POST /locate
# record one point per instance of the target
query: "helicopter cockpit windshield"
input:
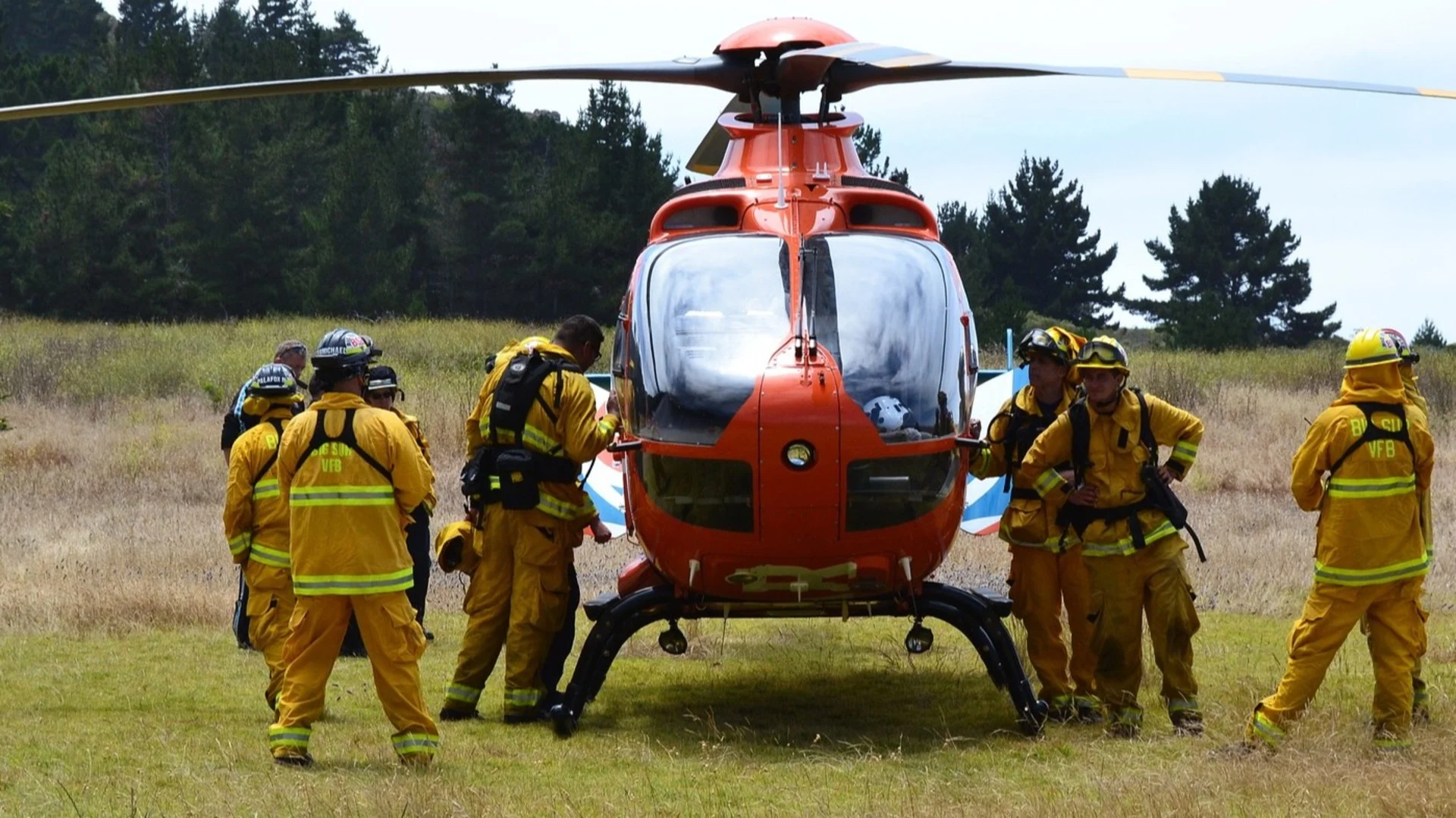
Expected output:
(884, 308)
(717, 310)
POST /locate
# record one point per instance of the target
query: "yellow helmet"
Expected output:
(1056, 343)
(1372, 348)
(1103, 353)
(453, 549)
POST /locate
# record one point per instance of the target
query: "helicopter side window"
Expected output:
(883, 308)
(715, 309)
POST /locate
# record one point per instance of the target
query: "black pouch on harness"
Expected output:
(520, 485)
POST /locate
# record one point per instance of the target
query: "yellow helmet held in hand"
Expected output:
(1103, 353)
(1372, 348)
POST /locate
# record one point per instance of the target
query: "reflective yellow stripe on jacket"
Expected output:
(271, 558)
(341, 495)
(1125, 546)
(1372, 575)
(400, 580)
(1370, 488)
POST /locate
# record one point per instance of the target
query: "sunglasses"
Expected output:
(1101, 353)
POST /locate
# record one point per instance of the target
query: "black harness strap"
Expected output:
(1373, 433)
(1022, 430)
(347, 437)
(273, 457)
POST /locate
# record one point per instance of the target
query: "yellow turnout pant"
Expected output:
(1041, 582)
(270, 607)
(395, 644)
(1397, 623)
(1152, 581)
(517, 600)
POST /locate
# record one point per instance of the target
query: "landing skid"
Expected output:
(977, 615)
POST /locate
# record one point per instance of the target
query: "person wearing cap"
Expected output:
(1131, 550)
(291, 354)
(353, 476)
(1363, 466)
(1046, 563)
(255, 519)
(383, 393)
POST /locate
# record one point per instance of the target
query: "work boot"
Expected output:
(293, 757)
(525, 716)
(452, 715)
(1187, 722)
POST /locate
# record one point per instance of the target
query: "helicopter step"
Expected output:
(977, 615)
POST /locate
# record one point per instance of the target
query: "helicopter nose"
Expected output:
(799, 450)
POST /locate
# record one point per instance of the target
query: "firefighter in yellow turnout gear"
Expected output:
(255, 517)
(1046, 561)
(1131, 550)
(1363, 466)
(383, 392)
(1421, 697)
(532, 428)
(353, 475)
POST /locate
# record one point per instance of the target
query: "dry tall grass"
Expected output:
(111, 546)
(112, 476)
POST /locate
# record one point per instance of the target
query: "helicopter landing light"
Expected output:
(799, 454)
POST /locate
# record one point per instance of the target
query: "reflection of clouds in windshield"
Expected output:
(892, 309)
(717, 315)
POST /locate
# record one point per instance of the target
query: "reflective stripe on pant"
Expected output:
(1331, 612)
(1041, 582)
(270, 609)
(395, 644)
(1152, 581)
(517, 600)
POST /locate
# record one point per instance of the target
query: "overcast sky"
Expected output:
(1367, 181)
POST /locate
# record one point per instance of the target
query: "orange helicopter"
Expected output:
(795, 354)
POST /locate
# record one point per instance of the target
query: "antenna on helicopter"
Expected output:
(783, 202)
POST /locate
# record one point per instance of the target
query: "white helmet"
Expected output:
(889, 414)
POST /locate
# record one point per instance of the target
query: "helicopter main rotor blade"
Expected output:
(711, 150)
(712, 72)
(851, 76)
(804, 69)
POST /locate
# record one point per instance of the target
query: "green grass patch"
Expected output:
(764, 718)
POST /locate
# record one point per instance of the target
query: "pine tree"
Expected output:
(1427, 335)
(963, 232)
(1040, 255)
(1229, 275)
(868, 146)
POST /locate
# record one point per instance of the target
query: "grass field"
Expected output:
(130, 699)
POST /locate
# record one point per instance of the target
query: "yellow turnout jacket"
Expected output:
(1028, 520)
(1117, 457)
(348, 517)
(1369, 511)
(255, 517)
(574, 434)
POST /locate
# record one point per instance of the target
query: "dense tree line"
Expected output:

▶ [The problem] Write out all of the lines above word for word, leaving the pictures out.

▶ [Written response]
POST /locate
# record one point per instance of the target
query: "helicopter cockpit windshield"
input:
Expected output:
(884, 308)
(717, 310)
POST /locate
# record one point per instance of the target
query: "yellow helmet"
Expected output:
(1056, 343)
(1372, 348)
(1103, 353)
(453, 549)
POST /locate
# record one point per instance of the target
query: "helicopter side window"
Expected output:
(883, 308)
(715, 309)
POST /locate
# record one point per instance of the target
query: "black pouch on harness"
Expected output:
(520, 485)
POST /locate
# record one point per instance of the target
query: "yellow helmet held in hand"
Expected output:
(1103, 353)
(1372, 348)
POST /locate
# record one point per instance of the target
query: "reflective yellow stripe on jacket"
Expected output:
(271, 558)
(341, 495)
(1125, 546)
(1372, 575)
(400, 580)
(1370, 488)
POST /locate
# record one point per instance of the target
query: "sunglasses"
Expected output:
(1101, 353)
POST /locate
# record one point per instance of the target
query: "black harness strap"
Expected output:
(1373, 433)
(1022, 430)
(347, 437)
(273, 457)
POST /locate
# record one point per instance of the target
query: "yellow turnout pant"
Expected output:
(1041, 582)
(270, 607)
(395, 644)
(1397, 623)
(1152, 581)
(517, 600)
POST /locate
# record one point per instance of the target
query: "landing skid"
Expected output:
(977, 615)
POST /locate
# record one point per instance of the target
query: "person wearing cap"
Expected output:
(1131, 550)
(291, 354)
(353, 476)
(1363, 466)
(1046, 563)
(255, 519)
(383, 393)
POST /locate
# record one point per instance of the target
query: "work boot"
Expected output:
(293, 757)
(525, 716)
(452, 715)
(1187, 722)
POST /locate
# record one point per instance of the target
query: "helicopter step"
Expected output:
(977, 615)
POST /locate
# record one point per instance of the target
query: "helicopter nose"
Expected output:
(799, 450)
POST /locate
# record one point per instance of the target
query: "firefighter in yellow turnout gear"
Expected output:
(255, 517)
(1046, 561)
(1131, 550)
(1363, 466)
(383, 392)
(1421, 697)
(532, 428)
(353, 475)
POST /locate
# record one point per instance of the target
query: "dry tall grass"
Expected output:
(111, 546)
(112, 476)
POST /locate
# record one point per instance of the target
query: "helicopter landing light"
Expected output:
(799, 454)
POST /locate
# record one point per instance of the target
query: "reflection of clouds in windshield"
Expected output:
(892, 309)
(717, 315)
POST /locate
# record one point per instance of the target
query: "reflective stripe on pant"
Expected output:
(1331, 612)
(1041, 582)
(270, 609)
(395, 644)
(1152, 581)
(517, 600)
POST /locate
# record one point per instance of the target
query: "overcast sky"
Expected output:
(1367, 181)
POST /locate
# record one point per instance of the target
query: "orange helicopter"
Expected output:
(795, 354)
POST /locate
# record one point per instance of the target
query: "antenna on helicopter"
Expected output:
(783, 202)
POST /locate
# record one point per instance of the target
query: "white helmet"
Expected output:
(889, 414)
POST /locate
# record one point per instance of the target
query: "helicopter main rotor blade"
Expected output:
(711, 150)
(712, 72)
(851, 76)
(804, 69)
POST /locate
# record one point per instance of the target
query: "green grass patch"
Expected output:
(764, 718)
POST /locate
# record one point per instance of the target
query: "pine tree"
Expected output:
(1427, 335)
(963, 232)
(1040, 255)
(1229, 275)
(868, 146)
POST /locate
# record one point per instance of the target
query: "grass field"
Expected output:
(130, 699)
POST /locate
# record one point per instance of the target
query: "yellow turnout jacket"
Expected output:
(1028, 520)
(1117, 457)
(348, 517)
(1369, 511)
(255, 517)
(574, 434)
POST /locate
# record one point per instance of the target
query: "dense tree line"
Expected output:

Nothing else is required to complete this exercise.